= Text segment =
Old friends of Rand and Branden have had much to say about him. Liberty asked two younger friends to comment, the writers Garin Hovannisian and Alec Mouhibian.

Garin:

A half century ago, when he was a student at UCLA, Nathaniel Branden wrote a letter to Ayn Rand. Many years later, when I was a student at UCLA, I wrote a letter to Nathaniel Branden.

I had discovered Objectivism through my friend Alec Mouhibian. In high school we had read most of Rand's writings. We had read Branden’s writings, too. We had become good disciples, I think, although there are some reports of our arrogance from those years. In the tenth grade we published a political newsletter called "A Dose of Sense."

It was Nathaniel Branden's essay "The Benefits and Hazards of the Philosophy of Ayn Rand" (and later Barbara Branden’s book The Passion of Ayn Rand) that had alerted us to the possible excesses of our passion. Nathaniel had raised important questions: was there a “principle of benevolence” in addition to the “virtue of selfishness” praised by Rand? Were we guilty, in our endless debates with classmates and teachers, of an “appalling moralism”? Had we become bad and unkind people?

= Problem set =
1. According to the passage, what was the name of the political newsletter published in the tenth grade?
2. Determine how many lines of the records contain the string "socket", treating case as significant. Give only the number.

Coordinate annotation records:

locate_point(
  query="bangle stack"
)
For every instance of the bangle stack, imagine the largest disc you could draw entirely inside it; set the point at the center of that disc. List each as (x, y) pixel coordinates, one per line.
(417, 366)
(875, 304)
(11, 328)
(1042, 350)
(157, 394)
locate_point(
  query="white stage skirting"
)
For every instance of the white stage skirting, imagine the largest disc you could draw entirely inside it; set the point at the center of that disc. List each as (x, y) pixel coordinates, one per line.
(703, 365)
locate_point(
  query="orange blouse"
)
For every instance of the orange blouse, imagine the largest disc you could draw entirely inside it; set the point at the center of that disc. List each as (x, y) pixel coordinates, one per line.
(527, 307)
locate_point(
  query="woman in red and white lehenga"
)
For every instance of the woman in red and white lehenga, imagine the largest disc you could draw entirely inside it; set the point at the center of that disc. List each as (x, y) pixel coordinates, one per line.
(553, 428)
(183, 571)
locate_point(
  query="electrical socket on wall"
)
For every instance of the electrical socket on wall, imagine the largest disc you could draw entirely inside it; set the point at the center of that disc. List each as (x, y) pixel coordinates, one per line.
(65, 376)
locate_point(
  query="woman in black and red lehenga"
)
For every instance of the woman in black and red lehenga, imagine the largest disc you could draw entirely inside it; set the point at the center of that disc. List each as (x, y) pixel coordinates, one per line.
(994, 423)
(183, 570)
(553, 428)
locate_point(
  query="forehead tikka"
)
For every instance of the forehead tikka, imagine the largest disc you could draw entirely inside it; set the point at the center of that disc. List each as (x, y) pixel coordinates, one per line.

= Responses to the exercise =
1. "A Dose of Sense."

2. 2